*Exercise details*
Explain why the editorial excerpts on maternal mortality object to calling all pregnant women "mothers."

*Excerpted passage*
((

Marge Berer
Editor, Reproductive Health Matters
Below, are excerpts from my editorial in RHM 20(39) May 2012. This issue is about reducing maternal mortality, but the more I reflected on it the more I realised it had implications for this week’s summit on family planning.
Making change happen is in the air, from the UN Secretary-General down to the most remote village… Yet, in certain ways, the world is moving backwards when it comes to dealing with women and pregnancy. Simone Diniz calls it a return to “materno-infantilism” – treating pregnant women like children who need looking after… Today, in much of the literature, all pregnant women are called “mothers” whether they’ve ever had a baby or not. Yet pregnancy has more than one outcome and is not only about women who “deliver”. It’s also about women who experience miscarriages, stillbirths, infant deaths, lack of access to contraception, unwanted pregnancies, unsafe abortions, and lifelong obstetric, reproductive and sexual morbidity. Yet these are nearly invisible in PMNCH these days, and safe abortion – an integral part of women’s right to decide the number and spacing of their children – may be made invisible in the new Family Planning Initiative as well…
The papers [in this journal issue] show that some countries are making serious efforts at strengthening and improving their health systems in relation to reproductive health care and maternity services. Based on data that show who is dying and why, they are making policy and programme changes, such as low-cost delivery services for poor and migrant women, opening new obstetric emergency care and referral centres in hospitals, training more health professionals, and providing health education for women, as in Shanghai (Du et al)…
Others are strengthening the whole public health system, especially in rural areas where most poor women live, ensuring better leadership and governance, increasing health workforce skills, supporting community-based health insurance, and increasing contraceptive services, as in Rwanda (Bucagu et al). They’re promoting peace, stability, economic growth, poverty reduction, improved primary education, better roads and communications, access to information on health and health services, and making health care free of cost for the poor, as in Cambodia (Liljestrand & Sambath)…
In contrast, in some countries, appalling, chaotic, uneven, negligent and abusive situations persist. Among the 22 million women each year who have unsafe abortions, adolescents suffer the most from complications and have the highest unmet need for contraception (Shah & Åhman). Custom, lack of perceived need, distance, lack of transport, lack of permission from husbands, cost, unwillingness to see a male doctor are still preventing women from seeking antenatal and delivery care, e.g. in northern Nigeria (Doctor et al), but in many places, these services barely exist anyway…
In the poorest of countries, women may have more pressing health needs even than for maternity care, e.g. in Haiti, where women identified access to any affordable health care, potable water, enough food to eat, any employment, sanitation and education as their most crucial problems (Peragallo Urrutia et al)…
Even more broadly, lack of national commitment has been identified as critical in 33 sub-Saharan African countries, as well as very low levels of public financing for health and health services (let alone maternity services), poor coordination between key stakeholders and partners, poorly functioning health systems with poor logistics for supply, distribution and management of essential medicines, family planning commodities, and equipment, and a chronic shortage of skilled health professionals (Ekechi et al).

))

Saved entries

((

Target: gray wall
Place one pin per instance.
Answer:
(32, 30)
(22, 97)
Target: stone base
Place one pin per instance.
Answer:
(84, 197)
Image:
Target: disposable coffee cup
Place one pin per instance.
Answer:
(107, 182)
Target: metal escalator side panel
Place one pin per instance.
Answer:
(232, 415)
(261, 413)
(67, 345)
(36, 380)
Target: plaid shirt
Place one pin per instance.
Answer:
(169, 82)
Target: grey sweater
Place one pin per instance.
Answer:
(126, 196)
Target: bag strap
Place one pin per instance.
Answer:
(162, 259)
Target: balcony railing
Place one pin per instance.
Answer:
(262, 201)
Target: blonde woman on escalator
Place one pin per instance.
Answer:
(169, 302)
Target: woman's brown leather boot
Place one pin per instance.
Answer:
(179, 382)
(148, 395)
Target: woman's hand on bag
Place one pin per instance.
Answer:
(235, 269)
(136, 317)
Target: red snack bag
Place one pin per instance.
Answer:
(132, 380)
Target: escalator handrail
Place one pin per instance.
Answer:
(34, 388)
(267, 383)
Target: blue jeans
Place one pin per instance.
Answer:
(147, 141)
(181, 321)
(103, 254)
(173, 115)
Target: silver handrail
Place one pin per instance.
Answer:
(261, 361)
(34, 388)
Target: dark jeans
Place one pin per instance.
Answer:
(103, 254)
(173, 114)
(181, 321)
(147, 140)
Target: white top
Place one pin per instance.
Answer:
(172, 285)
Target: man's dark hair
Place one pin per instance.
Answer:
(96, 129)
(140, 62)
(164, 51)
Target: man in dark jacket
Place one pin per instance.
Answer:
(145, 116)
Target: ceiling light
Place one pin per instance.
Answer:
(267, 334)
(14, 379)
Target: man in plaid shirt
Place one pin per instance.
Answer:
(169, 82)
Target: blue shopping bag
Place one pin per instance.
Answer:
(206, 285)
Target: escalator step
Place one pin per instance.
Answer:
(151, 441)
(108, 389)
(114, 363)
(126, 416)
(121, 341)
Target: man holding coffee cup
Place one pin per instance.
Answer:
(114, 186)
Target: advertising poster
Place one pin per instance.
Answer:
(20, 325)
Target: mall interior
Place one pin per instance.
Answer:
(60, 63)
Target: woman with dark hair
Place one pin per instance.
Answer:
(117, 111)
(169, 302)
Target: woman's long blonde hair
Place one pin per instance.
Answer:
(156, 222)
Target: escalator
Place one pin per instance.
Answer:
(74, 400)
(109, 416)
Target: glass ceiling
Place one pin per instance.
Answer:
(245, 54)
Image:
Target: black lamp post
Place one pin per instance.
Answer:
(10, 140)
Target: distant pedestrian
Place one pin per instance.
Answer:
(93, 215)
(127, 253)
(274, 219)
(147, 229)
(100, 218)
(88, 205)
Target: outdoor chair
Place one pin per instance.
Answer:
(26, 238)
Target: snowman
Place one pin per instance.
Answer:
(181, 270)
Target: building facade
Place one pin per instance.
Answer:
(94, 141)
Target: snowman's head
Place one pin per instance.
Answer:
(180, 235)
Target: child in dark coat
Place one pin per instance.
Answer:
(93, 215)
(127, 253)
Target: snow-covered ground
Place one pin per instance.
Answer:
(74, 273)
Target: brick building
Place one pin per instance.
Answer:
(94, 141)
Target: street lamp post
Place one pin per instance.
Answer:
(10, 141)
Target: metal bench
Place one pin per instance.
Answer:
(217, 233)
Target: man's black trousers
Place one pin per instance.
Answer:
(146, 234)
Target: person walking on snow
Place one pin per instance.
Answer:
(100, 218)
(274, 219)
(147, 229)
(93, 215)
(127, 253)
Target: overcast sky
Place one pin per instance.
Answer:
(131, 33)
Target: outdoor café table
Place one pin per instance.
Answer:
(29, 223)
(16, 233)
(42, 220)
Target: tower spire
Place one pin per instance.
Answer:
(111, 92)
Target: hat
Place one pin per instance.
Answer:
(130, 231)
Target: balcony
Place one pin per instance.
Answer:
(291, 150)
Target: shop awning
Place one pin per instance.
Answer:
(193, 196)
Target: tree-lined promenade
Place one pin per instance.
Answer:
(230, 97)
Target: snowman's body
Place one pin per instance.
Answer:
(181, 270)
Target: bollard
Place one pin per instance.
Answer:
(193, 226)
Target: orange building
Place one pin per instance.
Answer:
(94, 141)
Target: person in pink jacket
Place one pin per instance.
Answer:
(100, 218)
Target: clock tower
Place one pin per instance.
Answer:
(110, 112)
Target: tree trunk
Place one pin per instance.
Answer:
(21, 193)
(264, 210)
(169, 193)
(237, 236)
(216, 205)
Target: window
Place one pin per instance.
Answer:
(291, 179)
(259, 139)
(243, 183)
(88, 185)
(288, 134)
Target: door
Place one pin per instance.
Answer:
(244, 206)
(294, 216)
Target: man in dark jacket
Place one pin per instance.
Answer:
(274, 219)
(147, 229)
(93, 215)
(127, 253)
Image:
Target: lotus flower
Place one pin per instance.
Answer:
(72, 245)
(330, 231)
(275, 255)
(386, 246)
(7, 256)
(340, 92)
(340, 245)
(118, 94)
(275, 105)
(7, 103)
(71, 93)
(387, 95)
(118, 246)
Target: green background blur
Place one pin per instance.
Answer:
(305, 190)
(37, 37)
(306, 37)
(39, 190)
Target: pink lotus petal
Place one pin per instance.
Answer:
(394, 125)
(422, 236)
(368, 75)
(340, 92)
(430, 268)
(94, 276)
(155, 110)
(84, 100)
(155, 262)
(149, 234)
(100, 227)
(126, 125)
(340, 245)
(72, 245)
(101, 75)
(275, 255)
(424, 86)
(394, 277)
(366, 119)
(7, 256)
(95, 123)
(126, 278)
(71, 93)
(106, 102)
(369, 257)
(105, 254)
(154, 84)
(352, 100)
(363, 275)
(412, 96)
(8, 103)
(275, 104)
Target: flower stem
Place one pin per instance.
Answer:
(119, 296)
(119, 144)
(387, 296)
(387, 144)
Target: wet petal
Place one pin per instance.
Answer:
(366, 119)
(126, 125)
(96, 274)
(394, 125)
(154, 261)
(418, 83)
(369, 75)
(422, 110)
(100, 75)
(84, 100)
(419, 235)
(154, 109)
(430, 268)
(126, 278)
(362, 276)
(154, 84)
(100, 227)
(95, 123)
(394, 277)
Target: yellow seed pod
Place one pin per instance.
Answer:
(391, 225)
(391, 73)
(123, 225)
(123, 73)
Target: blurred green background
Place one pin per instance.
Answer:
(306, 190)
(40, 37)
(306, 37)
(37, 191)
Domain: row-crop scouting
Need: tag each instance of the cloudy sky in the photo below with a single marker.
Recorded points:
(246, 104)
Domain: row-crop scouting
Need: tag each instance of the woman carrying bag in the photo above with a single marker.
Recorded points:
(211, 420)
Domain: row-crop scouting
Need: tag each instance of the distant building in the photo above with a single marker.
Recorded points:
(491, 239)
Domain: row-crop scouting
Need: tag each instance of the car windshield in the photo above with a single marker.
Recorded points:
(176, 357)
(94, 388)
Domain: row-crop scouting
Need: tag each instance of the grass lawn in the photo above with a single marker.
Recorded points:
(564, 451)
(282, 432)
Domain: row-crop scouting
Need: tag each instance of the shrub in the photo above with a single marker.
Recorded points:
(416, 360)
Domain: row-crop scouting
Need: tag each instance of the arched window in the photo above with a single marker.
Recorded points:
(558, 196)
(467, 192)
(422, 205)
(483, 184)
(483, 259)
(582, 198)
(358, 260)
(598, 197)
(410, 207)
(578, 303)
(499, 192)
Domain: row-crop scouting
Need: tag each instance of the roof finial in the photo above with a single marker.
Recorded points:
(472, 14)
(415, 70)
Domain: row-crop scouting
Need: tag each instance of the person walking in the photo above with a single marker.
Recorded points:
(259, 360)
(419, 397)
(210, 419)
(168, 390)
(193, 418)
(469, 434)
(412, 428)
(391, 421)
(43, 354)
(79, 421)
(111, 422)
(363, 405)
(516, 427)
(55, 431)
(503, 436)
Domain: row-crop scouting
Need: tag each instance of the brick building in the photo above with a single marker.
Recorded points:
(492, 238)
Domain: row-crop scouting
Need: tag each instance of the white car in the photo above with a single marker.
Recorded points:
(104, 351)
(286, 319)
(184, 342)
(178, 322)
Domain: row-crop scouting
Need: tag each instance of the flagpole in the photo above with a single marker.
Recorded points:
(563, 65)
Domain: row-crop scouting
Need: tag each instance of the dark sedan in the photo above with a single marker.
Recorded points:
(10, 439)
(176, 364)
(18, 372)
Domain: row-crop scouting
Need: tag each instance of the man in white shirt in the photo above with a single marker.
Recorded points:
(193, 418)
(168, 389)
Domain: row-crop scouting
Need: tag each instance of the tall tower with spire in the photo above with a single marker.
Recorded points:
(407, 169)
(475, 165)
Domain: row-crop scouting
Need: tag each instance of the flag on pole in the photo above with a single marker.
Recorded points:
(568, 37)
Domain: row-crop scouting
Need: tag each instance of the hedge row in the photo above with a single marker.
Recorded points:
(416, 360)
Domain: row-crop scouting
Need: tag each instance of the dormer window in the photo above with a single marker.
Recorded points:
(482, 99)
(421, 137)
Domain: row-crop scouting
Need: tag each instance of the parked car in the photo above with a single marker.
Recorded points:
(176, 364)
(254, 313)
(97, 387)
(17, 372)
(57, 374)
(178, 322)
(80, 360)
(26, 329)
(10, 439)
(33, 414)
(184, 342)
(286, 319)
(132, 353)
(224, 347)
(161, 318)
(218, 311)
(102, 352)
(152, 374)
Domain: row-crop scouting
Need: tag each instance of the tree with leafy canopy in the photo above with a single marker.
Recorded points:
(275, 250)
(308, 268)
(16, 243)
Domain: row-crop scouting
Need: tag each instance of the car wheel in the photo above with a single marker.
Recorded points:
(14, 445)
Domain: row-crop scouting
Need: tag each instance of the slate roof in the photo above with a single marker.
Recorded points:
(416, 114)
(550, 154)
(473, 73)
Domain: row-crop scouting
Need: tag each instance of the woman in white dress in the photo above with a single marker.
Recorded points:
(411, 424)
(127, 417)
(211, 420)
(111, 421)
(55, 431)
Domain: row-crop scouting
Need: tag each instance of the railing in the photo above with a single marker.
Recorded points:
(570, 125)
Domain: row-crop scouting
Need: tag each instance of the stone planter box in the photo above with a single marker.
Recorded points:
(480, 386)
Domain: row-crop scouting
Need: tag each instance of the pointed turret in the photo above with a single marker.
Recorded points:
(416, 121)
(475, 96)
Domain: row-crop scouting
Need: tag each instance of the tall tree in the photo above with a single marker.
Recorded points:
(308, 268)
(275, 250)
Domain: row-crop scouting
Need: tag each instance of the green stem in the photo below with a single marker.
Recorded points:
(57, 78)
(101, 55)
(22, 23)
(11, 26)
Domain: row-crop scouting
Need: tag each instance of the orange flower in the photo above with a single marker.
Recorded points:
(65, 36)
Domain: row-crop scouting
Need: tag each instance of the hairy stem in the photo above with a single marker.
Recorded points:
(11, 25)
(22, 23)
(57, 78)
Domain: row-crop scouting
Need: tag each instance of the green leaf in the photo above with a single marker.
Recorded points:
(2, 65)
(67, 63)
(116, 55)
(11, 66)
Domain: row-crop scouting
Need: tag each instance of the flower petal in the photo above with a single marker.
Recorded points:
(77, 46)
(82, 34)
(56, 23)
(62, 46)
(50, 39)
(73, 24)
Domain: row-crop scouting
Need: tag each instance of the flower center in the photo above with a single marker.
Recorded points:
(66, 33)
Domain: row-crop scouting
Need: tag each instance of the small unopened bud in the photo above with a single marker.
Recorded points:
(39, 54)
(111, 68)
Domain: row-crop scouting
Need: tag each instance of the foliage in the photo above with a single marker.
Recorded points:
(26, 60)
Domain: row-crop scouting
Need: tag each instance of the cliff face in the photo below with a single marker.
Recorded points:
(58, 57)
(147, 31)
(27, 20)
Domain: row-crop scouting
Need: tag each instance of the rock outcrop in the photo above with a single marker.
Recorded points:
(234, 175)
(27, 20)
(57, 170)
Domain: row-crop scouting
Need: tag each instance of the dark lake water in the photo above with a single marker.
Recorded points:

))

*Worked solution*
The excerpts object because the term is applied whether or not a woman has ever had a baby, yet pregnancy has more than one outcome and is not only about women who "deliver." It also involves miscarriages, stillbirths, infant deaths, lack of access to contraception, unwanted pregnancies, unsafe abortions, and lifelong obstetric, reproductive and sexual morbidity.